◆ Exercise: Copy the rows below word for word, starting with the line that contains "the shirt collar?" and going on through the last line of the rows.

◆ Entries provided:

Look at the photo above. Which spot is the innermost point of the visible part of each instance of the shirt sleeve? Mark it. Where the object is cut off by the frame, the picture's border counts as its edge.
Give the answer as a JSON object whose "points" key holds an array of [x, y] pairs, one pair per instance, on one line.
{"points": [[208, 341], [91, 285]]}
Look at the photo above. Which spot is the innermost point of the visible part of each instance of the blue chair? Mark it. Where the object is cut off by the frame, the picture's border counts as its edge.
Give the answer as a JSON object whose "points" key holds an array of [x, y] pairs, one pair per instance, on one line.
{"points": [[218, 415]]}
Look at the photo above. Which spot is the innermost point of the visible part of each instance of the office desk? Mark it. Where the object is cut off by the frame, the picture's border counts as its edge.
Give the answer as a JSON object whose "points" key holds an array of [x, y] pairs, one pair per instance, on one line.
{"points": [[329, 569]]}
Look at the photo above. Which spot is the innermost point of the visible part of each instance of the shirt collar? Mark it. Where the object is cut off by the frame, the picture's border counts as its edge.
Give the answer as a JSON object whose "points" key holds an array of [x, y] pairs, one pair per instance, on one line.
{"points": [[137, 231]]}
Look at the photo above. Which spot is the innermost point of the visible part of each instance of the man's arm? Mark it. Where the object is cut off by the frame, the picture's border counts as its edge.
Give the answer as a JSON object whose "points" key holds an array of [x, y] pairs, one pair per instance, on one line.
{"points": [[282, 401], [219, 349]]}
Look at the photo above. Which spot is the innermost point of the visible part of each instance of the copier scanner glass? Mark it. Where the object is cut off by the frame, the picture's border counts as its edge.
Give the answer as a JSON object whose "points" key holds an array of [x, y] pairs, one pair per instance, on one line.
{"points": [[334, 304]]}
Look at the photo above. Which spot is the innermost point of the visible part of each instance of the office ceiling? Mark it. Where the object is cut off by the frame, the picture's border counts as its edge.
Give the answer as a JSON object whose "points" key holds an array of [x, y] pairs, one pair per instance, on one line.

◆ Result of this exercise:
Look at the photo above. Which spot is the innermost point of the visible part of each instance of the shirt collar? Mark it. Where the object is cut off by the frame, the picture's border counts as its edge.
Give the answer as a JSON object whose "points" key holds an array of [x, y] pairs, one pair per instance, on one line.
{"points": [[137, 231]]}
Look at the photo above. Which spot is the innermost point of the visible part of each instance of the man's arm? Mark it. Where the object is cut off by the frame, the picture's border counts as its edge.
Give the answer as a JSON object whose "points" key holds an array of [x, y] pairs, one pair per instance, on one line.
{"points": [[282, 401], [219, 349]]}
Look at the photo above. Which spot is the innermost point of the visible part of each instance of the copier scanner glass? Mark it. Where the object is cut off by the frame, the picture's border counts as its edge.
Give the answer as a JSON object whose "points" key holds an array of [x, y] pairs, one pair per instance, on one line.
{"points": [[334, 304]]}
Look at the photo above. Which spot is the innermost point of the visible part of each instance of the office ceiling? Mark it. Where the object is cut off by the frame, the picture's border counts as its edge.
Give the answer as a JSON object whose "points" key holds an array of [x, y] pairs, one pair per instance, on one line.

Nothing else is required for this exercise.